[Text shown]:
===
This Prospectus relates to the public offering by one or more of the current
directors of Consolidated Products, Inc., an Indiana corporation (the
"Company"), including Alva T. Bonda, Neal Gilliatt, Charles E. Lanham, J. Fred
Risk, James Williamson, Jr., and a former director of the Company's subsidiary
corporation, Steak n Shake, Inc., Robert P. Cronin (hereinafter collectively
referred to as the "Directors") of up to an aggregate of 45,097 Shares of Common
Stock (the "Shares") of Consolidated Products, Inc., an Indiana corporation
(the "Company"). The Shares have been issued to the Directors pursuant to the
exercise of options granted under the Company's 1991 Nonemployee Director Stock
Option Plan (the "Plan"). None of the proceeds from the sale of the Shares will
be received by the Company. The Common Stock of the Company is traded on the
New York Stock Exchange under the symbol "COP".
THESE SECURITIES HAVE NOT BEEN APPROVED OR DISAPPROVED BY THE
SECURITIES AND EXCHANGE COMMISSION NOR HAS THE COMMISSION PASSED UPON
THE ACCURACY OR ADEQUACY OF THIS PROSPECTUS. ANY REPRESENTATION TO THE
CONTRARY IS A CRIMINAL OFFENSE.
Any Shares may be sold by the Directors from time to time in transactions
effected by or through brokers at prevailing market prices. On August 8, 1997,
the last sale price of the Common Stock as reported on the New York Stock
Exchange was $17.375 per share.
The expenses incident to the preparation and filing of the registration
statement of which this Prospectus is a part have been paid by the Company. All
other expenses associated with the offer and sale of the Shares, including
brokers' fees, selling commissions and placement fees, if any, will be paid by
the individual Directors. As of the date of this Prospectus, none of the
Directors has any agreement with any broker or dealer with respect to the sale
of the Shares.
This date of this Prospectus is August 14, 1997.
3
<PAGE>
AVAILABLE INFORMATION
The Company is subject to the informational requirements of the Securities
and Exchange Act of 1934, as amended (the "Exchange Act"), and, in accordance
therewith, files reports, proxy statements and other information with the
Securities and Exchange Commission (the "Commission"). Reports, proxy
statements and other information filed by the Company can be inspected and
copied at the public reference facilities maintained by the Commission at 450
Fifth Street, N.W., Washington, D.C. 20549; and its regional offices located at
Northwestern Atrium Center, 500 West Madison Street, Suite 1400, Chicago,
Illinois 60621-2511; and 75 Park Place, New York, New York 10007. Copies of
such material can be obtained from the Public Reference Section of the
Commission, 450 Fifth Street, N.W., Washington, D.C. 20549, at prescribed rates.
Such reports, proxy statements and other information filed on or after November
19, 1996, may also be inspected at the offices of the New York Stock Exchange,
20 Broad Street, New York, New York. The SEC also maintains a Web site that
contains certain reports, proxy and information statements and other information
regarding issuers that file electronically. The address of such site is
(http://www.sec.gov).
===
[Stored data]:
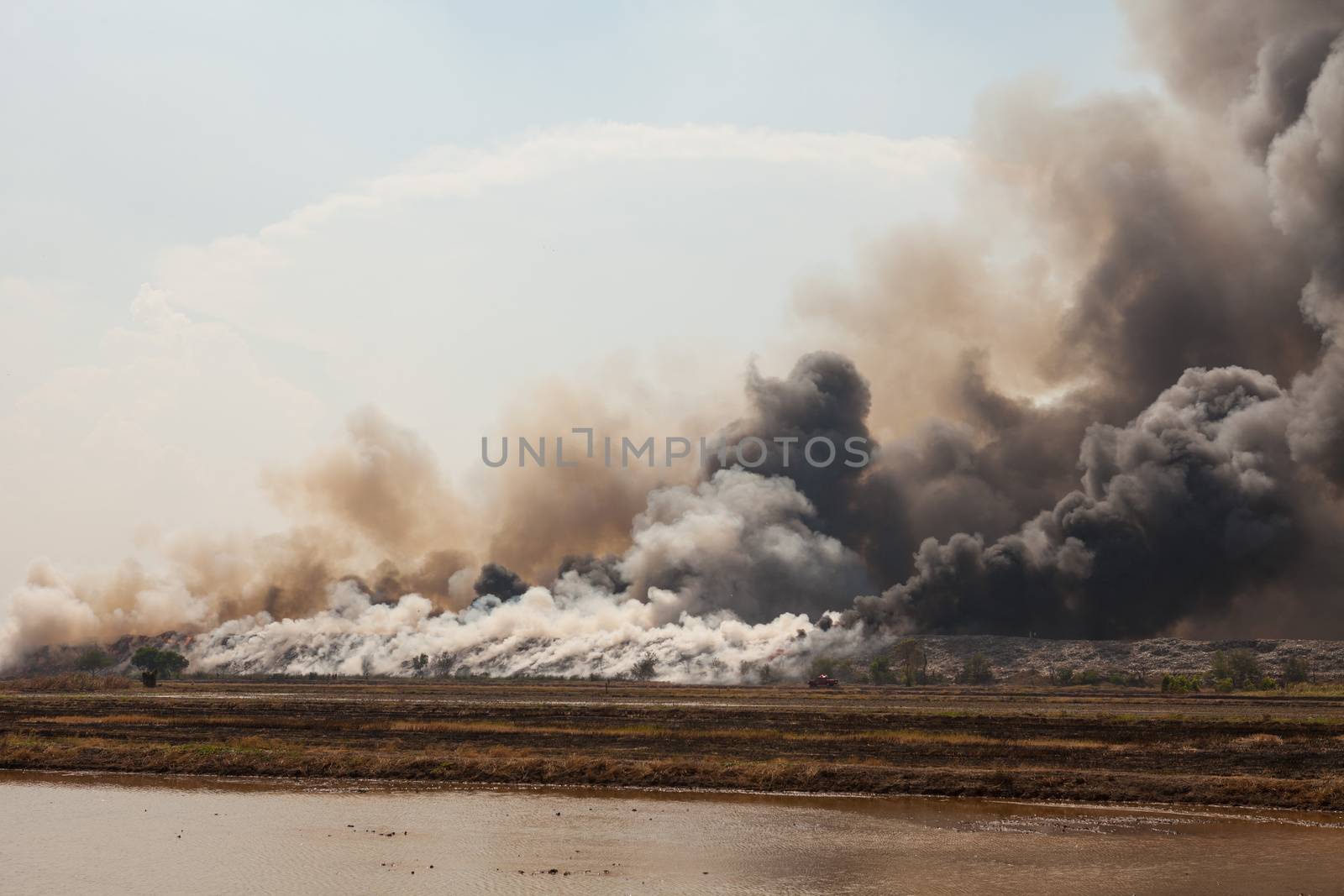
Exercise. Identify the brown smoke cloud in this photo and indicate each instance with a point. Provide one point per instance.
(1108, 402)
===
[Goal of the exercise]: Reproduce word for word the stretch of the prospectus excerpt from "THESE SECURITIES HAVE" through "was $17.375 per share.".

[Solution to this task]:
THESE SECURITIES HAVE NOT BEEN APPROVED OR DISAPPROVED BY THE
SECURITIES AND EXCHANGE COMMISSION NOR HAS THE COMMISSION PASSED UPON
THE ACCURACY OR ADEQUACY OF THIS PROSPECTUS. ANY REPRESENTATION TO THE
CONTRARY IS A CRIMINAL OFFENSE.
Any Shares may be sold by the Directors from time to time in transactions
effected by or through brokers at prevailing market prices. On August 8, 1997,
the last sale price of the Common Stock as reported on the New York Stock
Exchange was $17.375 per share.